STATED PROBLEM
The records underneath are to be repeated exactly, with the pictures left out.

INPUT MATERIAL
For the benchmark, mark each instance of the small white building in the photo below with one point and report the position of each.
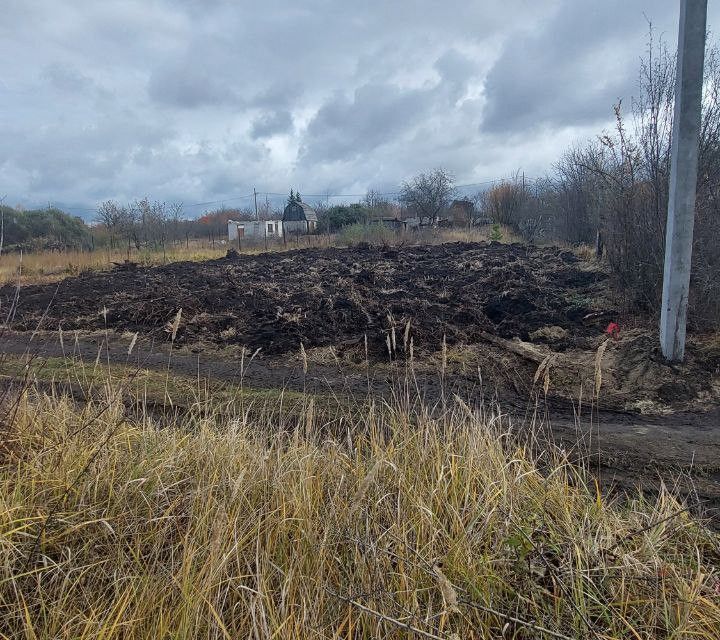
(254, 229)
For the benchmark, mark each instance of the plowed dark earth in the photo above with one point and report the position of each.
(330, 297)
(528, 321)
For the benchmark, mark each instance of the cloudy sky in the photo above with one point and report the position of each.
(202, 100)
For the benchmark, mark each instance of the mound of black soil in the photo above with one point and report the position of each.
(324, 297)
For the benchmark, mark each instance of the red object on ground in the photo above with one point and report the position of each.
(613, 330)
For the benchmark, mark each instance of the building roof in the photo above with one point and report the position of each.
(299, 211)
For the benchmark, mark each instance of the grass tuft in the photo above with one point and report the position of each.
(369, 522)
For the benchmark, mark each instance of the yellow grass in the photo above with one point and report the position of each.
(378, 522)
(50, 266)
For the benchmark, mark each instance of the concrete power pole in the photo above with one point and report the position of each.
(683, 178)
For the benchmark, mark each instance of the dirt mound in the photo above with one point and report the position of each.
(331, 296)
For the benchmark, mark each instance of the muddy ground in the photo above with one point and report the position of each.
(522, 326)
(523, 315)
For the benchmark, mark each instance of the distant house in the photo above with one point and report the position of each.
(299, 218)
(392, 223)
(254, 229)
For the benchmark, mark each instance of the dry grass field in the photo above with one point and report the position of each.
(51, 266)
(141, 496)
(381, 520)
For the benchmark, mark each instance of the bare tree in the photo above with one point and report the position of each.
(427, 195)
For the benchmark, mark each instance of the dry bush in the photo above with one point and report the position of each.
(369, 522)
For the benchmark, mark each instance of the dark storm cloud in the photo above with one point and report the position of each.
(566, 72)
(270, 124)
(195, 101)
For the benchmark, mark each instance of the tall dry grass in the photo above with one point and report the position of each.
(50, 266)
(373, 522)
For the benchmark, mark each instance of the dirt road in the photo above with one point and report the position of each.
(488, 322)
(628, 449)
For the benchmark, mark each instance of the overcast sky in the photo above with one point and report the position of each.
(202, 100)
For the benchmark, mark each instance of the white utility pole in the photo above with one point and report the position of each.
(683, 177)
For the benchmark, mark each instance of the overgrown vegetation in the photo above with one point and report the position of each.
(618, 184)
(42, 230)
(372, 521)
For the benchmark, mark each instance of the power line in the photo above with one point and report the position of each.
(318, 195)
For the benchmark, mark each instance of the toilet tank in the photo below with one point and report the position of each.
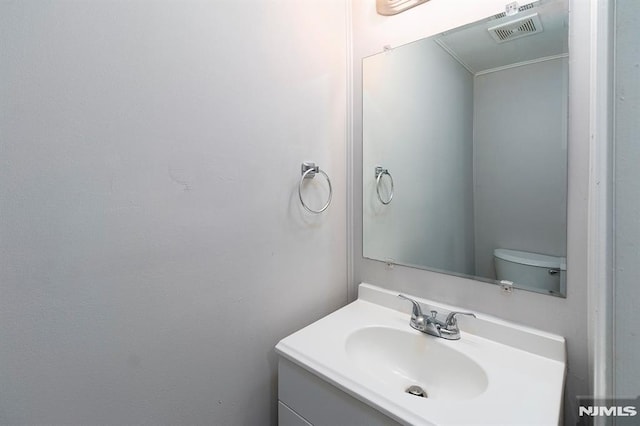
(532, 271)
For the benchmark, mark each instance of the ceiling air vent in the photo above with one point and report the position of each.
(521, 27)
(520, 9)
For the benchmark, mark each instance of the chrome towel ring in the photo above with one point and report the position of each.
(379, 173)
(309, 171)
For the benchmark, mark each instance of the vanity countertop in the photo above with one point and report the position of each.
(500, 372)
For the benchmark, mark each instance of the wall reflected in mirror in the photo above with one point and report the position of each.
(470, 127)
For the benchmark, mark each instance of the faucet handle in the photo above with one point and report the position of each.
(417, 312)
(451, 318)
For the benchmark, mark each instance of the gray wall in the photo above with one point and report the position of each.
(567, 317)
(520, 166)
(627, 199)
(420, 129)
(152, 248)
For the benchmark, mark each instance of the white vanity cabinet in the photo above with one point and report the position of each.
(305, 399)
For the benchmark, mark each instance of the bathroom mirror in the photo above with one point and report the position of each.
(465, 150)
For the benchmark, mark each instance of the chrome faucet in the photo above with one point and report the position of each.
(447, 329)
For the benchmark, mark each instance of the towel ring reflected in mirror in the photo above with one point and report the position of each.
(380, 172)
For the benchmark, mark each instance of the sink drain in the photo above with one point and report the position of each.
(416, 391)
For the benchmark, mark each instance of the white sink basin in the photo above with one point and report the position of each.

THE SOLUTION
For the benchmark, mark each instance of the small white building in the photo below with one point and report the position of each.
(254, 229)
For the benchmark, mark each instance of the plowed dark earth in the photo above with one point and report the position of each.
(330, 297)
(528, 321)
For the benchmark, mark each instance of the cloudy sky in the photo above with one point and report the position of each.
(202, 100)
For the benchmark, mark each instance of the mound of black soil in the photo above with one point and report the position of each.
(324, 297)
For the benchmark, mark each instance of the red object on ground in the photo above with one point and report the position of each.
(613, 330)
For the benchmark, mark each instance of the building roof in the photo above with one point and report the position of each.
(299, 211)
For the benchmark, mark each instance of the grass tuft in the photo above with one point and report the position of each.
(369, 522)
For the benchmark, mark each instance of the yellow grass in the photo above with one point and report the position of each.
(378, 522)
(50, 266)
For the benchmark, mark each instance of the concrete power pole in the photo above with one point and report the position of each.
(683, 178)
For the benchmark, mark each instance of the dirt mound in the photo above with one point and report the position of each.
(331, 296)
For the benchmark, mark each instance of the muddy ground in the photo above with one point and report the position of each.
(522, 326)
(523, 315)
For the benchmark, mark each instance of the distant house in the photo above with one point and report the position of each.
(299, 218)
(392, 223)
(254, 229)
For the benchmark, mark each instance of the dry grass field in the photo above with one point and report the position of each.
(51, 266)
(141, 496)
(381, 520)
For the benchmark, mark each instance of the bare tree in the photo above with one point and report the position of each.
(427, 195)
For the benchmark, mark each instance of the dry bush in the photo above with one point and report the position of each.
(369, 522)
For the benchmark, mark each instance of the dark storm cloud in the photo above with one point and report the position of each.
(566, 72)
(270, 124)
(195, 101)
For the benchmark, mark each instance of the tall dry grass in the photo above with one point and report the position of each.
(50, 266)
(373, 522)
For the benchmark, mark each instance of the dirt road in the photo above with one point and report the position of each.
(488, 322)
(628, 449)
For the benchmark, mark each instance of the overcast sky in the photo above with one point and report the position of each.
(202, 100)
For the benchmark, mark each instance of the white utility pole in the photo above with one point and report the position of each.
(683, 177)
For the benchmark, mark each instance of the overgrown vegetation in the photo above with one point and report the position of each.
(618, 184)
(42, 230)
(372, 521)
For the benchmark, mark each instance of the power line in the photo above with one point and report the position of each.
(318, 195)
For the benchmark, mark each instance of the toilet tank in the photo below with one point and report the position of each.
(532, 271)
For the benchmark, mark each instance of the ceiling air vent in the photo above with one point and report the position of each.
(521, 27)
(520, 9)
For the benchmark, mark each instance of the chrome towel ring in the photo above with one point and report the position of each.
(379, 173)
(309, 171)
For the benchmark, mark each instance of the vanity countertop in the photo above with one point and report the position of each.
(500, 372)
For the benchmark, mark each instance of the wall reflected in mirror in the photo above with one point and report the position of each.
(470, 127)
For the benchmark, mark each instance of the faucet handle in the photo above with one point and report the position of each.
(417, 312)
(451, 318)
For the benchmark, mark each instance of the gray wall in the photo above with one point and report the position of each.
(567, 317)
(520, 166)
(627, 199)
(420, 129)
(152, 248)
For the benchmark, mark each instance of the white vanity cabinet in the photo above with one point and report the position of each.
(305, 399)
For the benchmark, mark each instance of the bathroom mirror in the photo above with one point and report the position of each.
(465, 150)
For the benchmark, mark each instance of the chrome faucet in the photo above with one point and report the position of each.
(447, 329)
For the benchmark, mark each instance of the towel ring reflected in mirror in the photo above with one point and report the position of each.
(380, 172)
For the benchmark, mark each instance of the sink drain in the photo above with one point and report the position of each.
(416, 391)
For the benchmark, mark each instance of the white sink basin in the photo above with one point and report the position of each.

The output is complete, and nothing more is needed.